▶ **What to work on**
Repeat the passage on Gulielma Penn's cookbook from "Her cookbook is" to "the eighteenth century.", substituting "mistress of the house" for "gentlewoman".

──────── Text extract ────────

Pennsylvania is fortunate in that a cookery manuscript belonging to William Penn’s wife, Gulielma, has survived from a 1702 transcription. As late seven­teenth-century English manuscript cookbooks go, its scope is not very great. But since manuscript cookbooks are often intended only as aids to memory – those things one was most likely to forget were the things usually written down – we are at least given some insight into the sort of dishes Gulielma Penn thought troublesome, unusual or worth remembering. The implication is that most of these recipes were not for everyday use or she would have known them by heart. Certainly her lemon cream (what we now call lemon butter), her fricassee of chicken (generally done in a chafing dish), her Naples biscuit, and any of the sweetmeats (things preserved in sugar) would fall into this category.

Her cookbook is notice­ably short on what we would consider basic dishes. Per­haps this is because in the context of seventeenth­-century English culture, the stewing and roasting, the menial side of cookery – the so-called “hot” cookery – was left to the household cook, a person who was more often than not illiterate. The gentlewoman took charge of elegant “made” dishes, sugar work, confections and those things generally associated with the pantry or “cool” kitchen. This was an avenue for status and self­-expression. It also required a knowledge of cookbooks because the recipes were often complex and exacting. In any case, this separation of kitchen labor was a pattern carried down to the middle class in the eighteenth century.

──────── Provided information ────────

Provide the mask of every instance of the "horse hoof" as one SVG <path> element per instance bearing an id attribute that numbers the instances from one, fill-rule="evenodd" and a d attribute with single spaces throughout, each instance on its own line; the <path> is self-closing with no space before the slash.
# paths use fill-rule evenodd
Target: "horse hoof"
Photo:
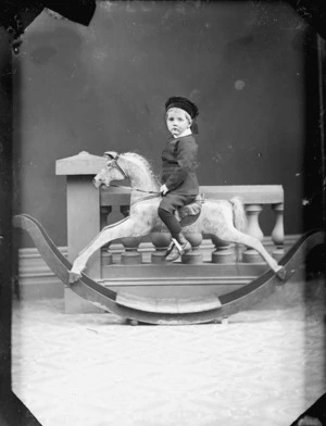
<path id="1" fill-rule="evenodd" d="M 284 266 L 278 266 L 278 268 L 275 271 L 275 274 L 279 279 L 284 281 L 287 276 L 287 270 Z"/>
<path id="2" fill-rule="evenodd" d="M 70 283 L 76 283 L 79 278 L 82 278 L 80 274 L 70 271 Z"/>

────────

▶ **Answer to this exercise**
Her cookbook is notice­ably short on what we would consider basic dishes. Per­haps this is because in the context of seventeenth­-century English culture, the stewing and roasting, the menial side of cookery – the so-called “hot” cookery – was left to the household cook, a person who was more often than not illiterate. The mistress of the house took charge of elegant “made” dishes, sugar work, confections and those things generally associated with the pantry or “cool” kitchen. This was an avenue for status and self­-expression. It also required a knowledge of cookbooks because the recipes were often complex and exacting. In any case, this separation of kitchen labor was a pattern carried down to the middle class in the eighteenth century.